● **TASK TO CARRY OUT**
Exact copy, no pictures: repeat the data that follows.

Entries taken from a collection:
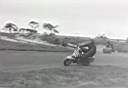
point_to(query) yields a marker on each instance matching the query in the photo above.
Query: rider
(88, 49)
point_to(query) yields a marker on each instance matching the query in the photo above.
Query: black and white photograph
(63, 44)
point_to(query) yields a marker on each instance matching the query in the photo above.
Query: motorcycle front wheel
(67, 62)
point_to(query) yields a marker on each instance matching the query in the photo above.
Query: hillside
(10, 42)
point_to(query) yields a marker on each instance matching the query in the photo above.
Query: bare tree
(50, 27)
(34, 25)
(11, 26)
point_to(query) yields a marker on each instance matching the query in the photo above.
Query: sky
(74, 17)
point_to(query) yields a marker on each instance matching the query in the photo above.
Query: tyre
(85, 62)
(67, 62)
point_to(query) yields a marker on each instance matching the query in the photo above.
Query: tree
(34, 25)
(11, 26)
(50, 27)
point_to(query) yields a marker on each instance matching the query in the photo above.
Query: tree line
(12, 27)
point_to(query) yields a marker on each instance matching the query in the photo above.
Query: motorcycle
(76, 57)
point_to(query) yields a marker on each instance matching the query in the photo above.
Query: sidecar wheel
(67, 62)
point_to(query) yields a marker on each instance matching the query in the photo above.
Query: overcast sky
(80, 17)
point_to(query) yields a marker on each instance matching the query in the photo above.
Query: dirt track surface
(45, 69)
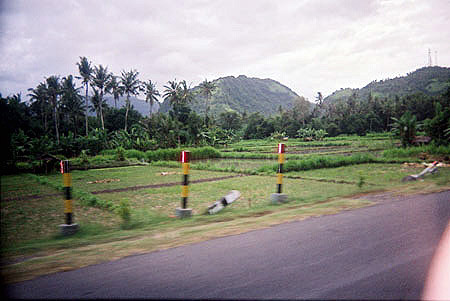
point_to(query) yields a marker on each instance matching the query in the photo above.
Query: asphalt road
(377, 252)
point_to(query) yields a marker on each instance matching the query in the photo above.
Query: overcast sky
(309, 46)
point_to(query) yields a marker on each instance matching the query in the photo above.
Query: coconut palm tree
(206, 88)
(115, 89)
(100, 81)
(171, 93)
(71, 101)
(130, 86)
(85, 69)
(405, 128)
(150, 94)
(186, 95)
(40, 104)
(53, 92)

● **ANSWER SECTION**
point_to(query) yields a marker on each instance matching the query in the photo above.
Query: rider
(88, 49)
point_to(query) yields a marker on each instance matching the query in the photo above.
Query: black and white photograph
(63, 44)
point_to(query) yields a marker on each instance matching the query in the photo above.
Query: motorcycle front wheel
(67, 62)
point_to(query) yields a marker on each instance matching the query in the photo above.
Query: hillside
(10, 42)
point_to(query) yields a marker on each instance matching the query in the photo above.
Query: bare tree
(50, 27)
(34, 25)
(11, 26)
point_to(query) yields a marker on each instance matching the query in the photo above.
Query: sky
(74, 17)
point_to(query) yields a marker on each instance matching the query in the photo above.
Query: tyre
(85, 62)
(67, 62)
point_to(query) yields a marker on each instance matching the query in the photo above.
Query: tree
(34, 25)
(11, 26)
(50, 27)
point_to(query) yields a marker on each instance matching the query in the photo above.
Query: tree line
(12, 27)
point_to(query) yields a marker on each instance matching the query in the photo above.
Query: motorcycle
(76, 57)
point_to(query) yields a marker on each instance matching the query in the photo above.
Query: sidecar wheel
(67, 62)
point_to(query) yields a marker on each instance matching the query in the photo above.
Query: overcast sky
(80, 17)
point_to(query) yields a marker on each instance matching the query in the photo above.
Query: dirt track surface
(45, 69)
point_to(query) yields a marker on each instance matching the query in the photo above.
Query: asphalt road
(377, 252)
point_to(query) yields a marker on each instance matching the query in the photo above.
Query: overcast sky
(309, 46)
point_to(query) yields a marker on each instance matching the query in the photo above.
Query: coconut palm tree
(206, 88)
(115, 89)
(100, 81)
(171, 93)
(71, 101)
(130, 86)
(85, 69)
(405, 128)
(150, 94)
(186, 95)
(40, 104)
(53, 92)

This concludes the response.